# Assignment
Comb through the entries for "stone" and pull out each line that holds it.

# Dataset
Segment Open
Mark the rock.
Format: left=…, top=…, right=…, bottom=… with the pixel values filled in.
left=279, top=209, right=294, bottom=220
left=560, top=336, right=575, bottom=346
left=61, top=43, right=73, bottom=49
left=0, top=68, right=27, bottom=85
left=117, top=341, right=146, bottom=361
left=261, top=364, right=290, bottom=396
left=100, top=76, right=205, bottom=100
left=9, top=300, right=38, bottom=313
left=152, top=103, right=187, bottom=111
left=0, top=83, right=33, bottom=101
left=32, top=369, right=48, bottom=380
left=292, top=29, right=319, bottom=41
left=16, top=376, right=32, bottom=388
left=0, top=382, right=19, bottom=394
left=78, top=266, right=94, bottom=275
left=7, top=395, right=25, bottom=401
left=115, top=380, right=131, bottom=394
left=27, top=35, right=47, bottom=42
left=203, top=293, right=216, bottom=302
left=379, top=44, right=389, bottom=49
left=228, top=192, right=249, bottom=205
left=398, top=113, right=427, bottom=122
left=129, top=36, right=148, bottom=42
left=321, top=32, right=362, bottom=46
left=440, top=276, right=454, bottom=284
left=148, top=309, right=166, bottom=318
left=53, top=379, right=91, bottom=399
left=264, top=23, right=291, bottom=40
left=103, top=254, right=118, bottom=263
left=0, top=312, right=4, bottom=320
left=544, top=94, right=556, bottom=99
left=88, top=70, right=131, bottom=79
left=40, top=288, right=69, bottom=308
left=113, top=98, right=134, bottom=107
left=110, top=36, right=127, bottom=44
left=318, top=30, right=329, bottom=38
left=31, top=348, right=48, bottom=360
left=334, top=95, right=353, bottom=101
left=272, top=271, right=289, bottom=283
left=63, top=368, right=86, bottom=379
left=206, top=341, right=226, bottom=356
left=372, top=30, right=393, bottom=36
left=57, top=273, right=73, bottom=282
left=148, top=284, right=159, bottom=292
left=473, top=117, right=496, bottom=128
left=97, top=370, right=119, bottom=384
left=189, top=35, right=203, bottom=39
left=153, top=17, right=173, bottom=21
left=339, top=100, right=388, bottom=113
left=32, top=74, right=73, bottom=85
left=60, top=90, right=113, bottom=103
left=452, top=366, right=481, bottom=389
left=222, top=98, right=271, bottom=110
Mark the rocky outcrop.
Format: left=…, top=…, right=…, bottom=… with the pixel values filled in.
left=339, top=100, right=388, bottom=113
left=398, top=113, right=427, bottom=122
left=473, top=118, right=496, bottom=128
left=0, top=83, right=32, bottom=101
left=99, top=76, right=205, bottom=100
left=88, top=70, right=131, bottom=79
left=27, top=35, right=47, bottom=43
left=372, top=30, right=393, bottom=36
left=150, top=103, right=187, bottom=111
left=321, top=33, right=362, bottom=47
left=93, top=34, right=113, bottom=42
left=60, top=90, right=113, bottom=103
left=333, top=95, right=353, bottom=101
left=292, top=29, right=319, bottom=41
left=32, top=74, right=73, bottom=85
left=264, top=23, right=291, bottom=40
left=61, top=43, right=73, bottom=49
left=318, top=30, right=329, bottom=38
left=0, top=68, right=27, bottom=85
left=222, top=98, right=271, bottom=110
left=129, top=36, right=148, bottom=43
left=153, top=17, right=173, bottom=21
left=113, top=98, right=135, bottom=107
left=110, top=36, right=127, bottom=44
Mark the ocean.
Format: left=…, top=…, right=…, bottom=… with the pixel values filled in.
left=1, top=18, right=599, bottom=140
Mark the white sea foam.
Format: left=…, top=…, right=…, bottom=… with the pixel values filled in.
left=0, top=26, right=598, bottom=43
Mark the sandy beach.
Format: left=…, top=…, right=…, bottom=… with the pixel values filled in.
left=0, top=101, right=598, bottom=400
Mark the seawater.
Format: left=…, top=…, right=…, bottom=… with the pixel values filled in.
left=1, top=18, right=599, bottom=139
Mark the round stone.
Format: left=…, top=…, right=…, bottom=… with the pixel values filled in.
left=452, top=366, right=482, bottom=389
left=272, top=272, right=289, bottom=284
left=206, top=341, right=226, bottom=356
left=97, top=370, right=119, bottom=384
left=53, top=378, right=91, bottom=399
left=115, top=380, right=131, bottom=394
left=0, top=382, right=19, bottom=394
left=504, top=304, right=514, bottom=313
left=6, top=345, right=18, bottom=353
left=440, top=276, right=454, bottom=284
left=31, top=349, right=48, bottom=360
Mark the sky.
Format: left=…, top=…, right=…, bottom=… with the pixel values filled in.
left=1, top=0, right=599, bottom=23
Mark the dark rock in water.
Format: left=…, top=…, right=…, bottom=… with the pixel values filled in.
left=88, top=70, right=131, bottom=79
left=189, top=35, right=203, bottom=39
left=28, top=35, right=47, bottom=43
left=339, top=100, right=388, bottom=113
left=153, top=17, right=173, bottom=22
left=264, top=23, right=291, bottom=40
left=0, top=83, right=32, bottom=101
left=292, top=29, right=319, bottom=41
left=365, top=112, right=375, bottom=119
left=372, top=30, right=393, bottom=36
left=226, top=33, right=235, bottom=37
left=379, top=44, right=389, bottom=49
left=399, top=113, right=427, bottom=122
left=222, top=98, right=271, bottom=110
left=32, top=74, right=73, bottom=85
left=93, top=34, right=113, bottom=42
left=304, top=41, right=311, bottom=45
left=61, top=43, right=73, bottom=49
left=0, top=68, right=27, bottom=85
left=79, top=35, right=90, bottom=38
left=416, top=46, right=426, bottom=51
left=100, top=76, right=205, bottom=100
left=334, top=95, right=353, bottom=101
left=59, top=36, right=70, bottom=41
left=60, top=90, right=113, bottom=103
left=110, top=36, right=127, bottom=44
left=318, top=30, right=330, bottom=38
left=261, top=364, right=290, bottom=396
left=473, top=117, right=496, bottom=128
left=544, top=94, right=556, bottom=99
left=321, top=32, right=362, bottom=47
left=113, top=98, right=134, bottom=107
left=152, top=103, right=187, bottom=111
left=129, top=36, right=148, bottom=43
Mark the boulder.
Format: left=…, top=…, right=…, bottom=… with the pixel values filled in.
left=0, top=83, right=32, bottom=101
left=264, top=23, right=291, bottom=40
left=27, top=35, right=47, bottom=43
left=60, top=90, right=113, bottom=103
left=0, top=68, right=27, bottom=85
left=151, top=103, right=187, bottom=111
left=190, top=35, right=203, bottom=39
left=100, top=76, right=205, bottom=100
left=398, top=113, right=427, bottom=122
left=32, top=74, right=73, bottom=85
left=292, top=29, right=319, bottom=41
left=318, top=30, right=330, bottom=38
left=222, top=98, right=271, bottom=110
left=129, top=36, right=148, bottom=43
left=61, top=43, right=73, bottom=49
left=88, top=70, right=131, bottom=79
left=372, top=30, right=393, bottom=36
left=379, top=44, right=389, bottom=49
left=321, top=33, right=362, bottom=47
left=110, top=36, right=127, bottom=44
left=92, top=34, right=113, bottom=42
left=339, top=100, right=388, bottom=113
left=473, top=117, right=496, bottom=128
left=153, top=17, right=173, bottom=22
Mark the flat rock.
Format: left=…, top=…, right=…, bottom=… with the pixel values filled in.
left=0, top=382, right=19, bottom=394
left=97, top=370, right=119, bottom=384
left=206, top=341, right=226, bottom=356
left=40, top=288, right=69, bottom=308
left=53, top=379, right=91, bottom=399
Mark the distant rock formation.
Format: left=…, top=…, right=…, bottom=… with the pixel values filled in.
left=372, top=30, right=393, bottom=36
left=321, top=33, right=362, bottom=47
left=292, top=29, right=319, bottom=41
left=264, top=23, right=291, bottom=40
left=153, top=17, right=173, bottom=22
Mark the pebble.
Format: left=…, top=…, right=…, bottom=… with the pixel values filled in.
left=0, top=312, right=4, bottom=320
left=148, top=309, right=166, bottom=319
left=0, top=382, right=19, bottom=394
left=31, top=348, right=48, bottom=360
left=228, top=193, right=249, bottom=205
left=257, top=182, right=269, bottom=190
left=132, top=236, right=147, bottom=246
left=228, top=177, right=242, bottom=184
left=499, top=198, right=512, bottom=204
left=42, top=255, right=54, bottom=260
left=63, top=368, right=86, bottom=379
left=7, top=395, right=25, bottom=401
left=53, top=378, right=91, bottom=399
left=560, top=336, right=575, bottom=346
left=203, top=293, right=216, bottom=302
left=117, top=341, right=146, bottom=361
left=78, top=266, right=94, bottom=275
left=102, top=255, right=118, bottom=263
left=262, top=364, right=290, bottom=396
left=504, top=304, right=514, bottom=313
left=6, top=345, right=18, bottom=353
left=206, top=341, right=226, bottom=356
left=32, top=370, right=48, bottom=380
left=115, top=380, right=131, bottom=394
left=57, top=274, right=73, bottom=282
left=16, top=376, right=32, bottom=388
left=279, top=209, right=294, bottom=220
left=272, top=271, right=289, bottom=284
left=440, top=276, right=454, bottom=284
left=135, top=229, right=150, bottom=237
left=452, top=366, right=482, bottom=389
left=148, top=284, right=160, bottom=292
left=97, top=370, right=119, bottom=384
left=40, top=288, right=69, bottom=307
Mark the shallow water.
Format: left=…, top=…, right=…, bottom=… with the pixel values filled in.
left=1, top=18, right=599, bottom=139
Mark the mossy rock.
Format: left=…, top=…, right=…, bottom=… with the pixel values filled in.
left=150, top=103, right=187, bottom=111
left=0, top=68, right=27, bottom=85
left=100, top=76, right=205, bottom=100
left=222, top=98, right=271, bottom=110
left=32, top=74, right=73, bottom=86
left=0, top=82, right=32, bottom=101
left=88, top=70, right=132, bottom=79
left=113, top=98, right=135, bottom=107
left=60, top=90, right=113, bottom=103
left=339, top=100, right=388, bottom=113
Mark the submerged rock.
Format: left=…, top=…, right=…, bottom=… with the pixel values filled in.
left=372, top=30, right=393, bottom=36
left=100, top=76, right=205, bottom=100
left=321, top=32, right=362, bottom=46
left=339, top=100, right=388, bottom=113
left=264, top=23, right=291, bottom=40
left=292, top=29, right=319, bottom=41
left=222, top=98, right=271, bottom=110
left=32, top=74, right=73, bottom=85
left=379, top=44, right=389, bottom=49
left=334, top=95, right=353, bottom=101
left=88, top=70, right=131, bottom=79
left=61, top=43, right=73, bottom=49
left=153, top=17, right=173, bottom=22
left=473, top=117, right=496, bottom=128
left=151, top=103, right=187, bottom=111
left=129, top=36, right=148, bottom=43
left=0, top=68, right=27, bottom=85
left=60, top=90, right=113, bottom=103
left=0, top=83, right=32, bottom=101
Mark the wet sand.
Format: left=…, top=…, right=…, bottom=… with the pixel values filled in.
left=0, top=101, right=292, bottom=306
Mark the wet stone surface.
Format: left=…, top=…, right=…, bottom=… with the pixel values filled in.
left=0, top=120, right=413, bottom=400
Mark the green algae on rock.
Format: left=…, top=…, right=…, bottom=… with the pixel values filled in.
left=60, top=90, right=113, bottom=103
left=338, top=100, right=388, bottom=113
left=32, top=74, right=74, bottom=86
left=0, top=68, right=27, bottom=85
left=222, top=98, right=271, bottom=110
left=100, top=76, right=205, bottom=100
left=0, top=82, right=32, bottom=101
Segment Closed
Segment Open
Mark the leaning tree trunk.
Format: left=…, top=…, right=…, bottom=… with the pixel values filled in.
Segment Closed
Segment Open
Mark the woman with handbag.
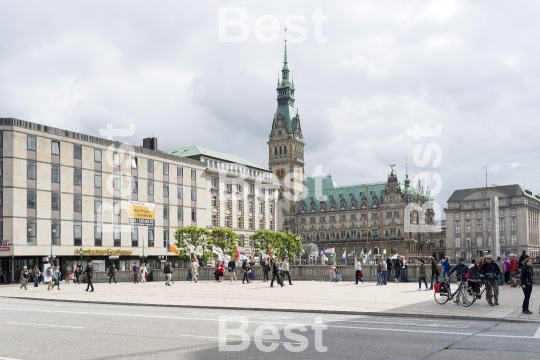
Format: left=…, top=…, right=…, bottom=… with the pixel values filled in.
Segment Closed
# Answer for this exercise
Mark the round stone.
Mark the wet stone surface.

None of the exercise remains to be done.